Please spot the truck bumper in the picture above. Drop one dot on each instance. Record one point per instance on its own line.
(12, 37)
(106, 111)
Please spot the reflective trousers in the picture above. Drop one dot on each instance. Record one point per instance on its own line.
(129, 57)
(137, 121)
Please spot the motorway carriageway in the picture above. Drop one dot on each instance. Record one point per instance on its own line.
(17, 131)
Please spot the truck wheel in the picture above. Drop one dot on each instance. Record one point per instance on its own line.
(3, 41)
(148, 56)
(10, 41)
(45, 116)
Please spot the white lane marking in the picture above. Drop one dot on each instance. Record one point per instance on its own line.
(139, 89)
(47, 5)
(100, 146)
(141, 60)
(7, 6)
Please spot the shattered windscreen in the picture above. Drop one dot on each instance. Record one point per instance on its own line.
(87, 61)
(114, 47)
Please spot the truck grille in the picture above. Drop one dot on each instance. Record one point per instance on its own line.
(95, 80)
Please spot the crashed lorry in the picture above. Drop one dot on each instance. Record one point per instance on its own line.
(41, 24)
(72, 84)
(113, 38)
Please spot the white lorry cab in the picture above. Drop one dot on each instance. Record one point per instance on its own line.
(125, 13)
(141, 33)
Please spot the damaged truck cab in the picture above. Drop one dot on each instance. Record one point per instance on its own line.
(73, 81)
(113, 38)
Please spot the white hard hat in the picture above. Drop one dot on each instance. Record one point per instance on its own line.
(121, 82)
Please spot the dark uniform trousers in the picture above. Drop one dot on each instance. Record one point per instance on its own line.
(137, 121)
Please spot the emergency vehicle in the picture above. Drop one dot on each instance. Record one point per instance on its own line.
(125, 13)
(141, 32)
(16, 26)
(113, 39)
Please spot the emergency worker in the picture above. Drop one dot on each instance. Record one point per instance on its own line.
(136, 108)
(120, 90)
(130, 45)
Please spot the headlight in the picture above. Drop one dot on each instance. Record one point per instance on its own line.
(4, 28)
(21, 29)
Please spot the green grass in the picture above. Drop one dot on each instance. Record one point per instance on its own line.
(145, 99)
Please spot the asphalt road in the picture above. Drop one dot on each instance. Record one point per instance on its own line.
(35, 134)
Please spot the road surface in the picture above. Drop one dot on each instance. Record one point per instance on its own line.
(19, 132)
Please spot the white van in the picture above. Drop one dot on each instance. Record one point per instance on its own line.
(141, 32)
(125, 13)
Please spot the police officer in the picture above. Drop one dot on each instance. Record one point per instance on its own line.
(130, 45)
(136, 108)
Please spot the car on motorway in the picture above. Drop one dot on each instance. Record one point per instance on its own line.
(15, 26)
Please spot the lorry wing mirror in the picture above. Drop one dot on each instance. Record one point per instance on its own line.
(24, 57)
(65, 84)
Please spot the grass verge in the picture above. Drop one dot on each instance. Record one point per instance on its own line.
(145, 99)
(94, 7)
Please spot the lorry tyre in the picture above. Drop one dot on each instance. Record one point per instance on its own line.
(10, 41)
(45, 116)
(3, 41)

────

» EXERCISE INSTRUCTIONS
Could you arrange all of the material above as a two-column CSV with the headers instruction and points? Give one row per instruction, put each instruction's text and its answer in a single quoted field apiece, and turn line breaks into spaces.

» REPLY TO THE TASK
instruction,points
"Please spot the truck bumper in the picture above. Drop one dot on each instance. Record one point per instance on its own line.","(12, 37) (106, 111)"
"Please spot the reflective trousers in the picture above. Drop one dot on each instance. Record one point per instance on its own line.","(129, 57) (137, 121)"
"Please spot the motorway carriageway in the picture above. Drop one dot on each instance. Record one point per instance on its own line.","(17, 131)"
"Please spot the truck wheel in the picture above. Drop one dot on each instance. Record one point per instance on its own line.","(3, 41) (148, 56) (10, 41) (45, 116)"
"Please spot the white lane marking in the picture above. Drop one dot on each instance. Record one point per instance on its own line.","(139, 89) (47, 5) (100, 146) (141, 60) (7, 6)"
"Please spot the shattered windscreen in the picture above. Drop one dot on each instance. Record one point per instance on its own line.","(87, 61) (114, 47)"
"Please spot the truck grille in the picture above. Drop one dot on each instance. Record one point per instance on its own line.","(95, 80)"
"Please spot the crashed lorry in the picture above. Drop one dot on each instance. Record one point per instance on its own line.","(41, 24) (72, 84) (113, 38)"
"Please spot the white lorry cab in the picture above. Drop one dot on each instance. Record one point per instance on its own line.","(125, 13) (141, 33)"
"Please spot the damaged truck cab in the picture above. Drop one dot on each instance. Record one point per instance on its own line.","(73, 81) (113, 38)"
"Please spot the white hard hat in the picture above. Drop one dot on each instance. Record one point per instance on its own line.","(121, 82)"
"Please spot the dark uniform trousers in the picture above. Drop one dot on each instance. Record one point per instance on its own line.","(137, 121)"
"Please spot the emergency vehicle in the picture above. Drop one dot on each instance. Record one point per instance on its own line.","(125, 13) (141, 32) (16, 26) (113, 39)"
"Please spot the emergency worker in the picture above. Drop one dot on each instance. Record one point per instance on its own line.","(136, 108) (120, 90) (130, 45)"
"Please spot the headlight in the picture above. Drop one dot on each instance. Record one point per instance on its own line.","(4, 28) (21, 29)"
"Please spot the green grass in the picture above. Drop one dot on each instance. Record one point per instance on its own line.","(145, 99)"
"Please spot the asphalt road in the picture above. Drop one dot on each instance. Record one point per instance on its own line.","(35, 134)"
"Please spot the road surface in the picture above. Drop one dot on each instance. Record one point per instance on its own line.","(19, 132)"
"Please spot the white van in the picture above. Drop one dot on each instance. Record one point per instance on its own line.","(141, 32) (125, 13)"
"Please spot the police officer in the picture above. Drop one dot on each instance. Record one point per instance on its own line.","(130, 45) (136, 108)"
"Please spot the car on motorway in the picture above. Drop one dot on each instance. Record one point per instance on its own line.","(15, 26)"
"Please spot the lorry wing mirror in the picture above. Drop one dot on each instance. Record one point per instance on its own line.","(24, 57) (65, 84)"
"Please spot the grass verge in the picture above. Drop one dot on each instance. Record one point per instance on its own line.","(145, 99) (94, 7)"
"Please spot the lorry tyre in the picture above. Drop one dot on each instance. Record one point per instance on its own line.","(10, 41) (45, 116) (3, 41)"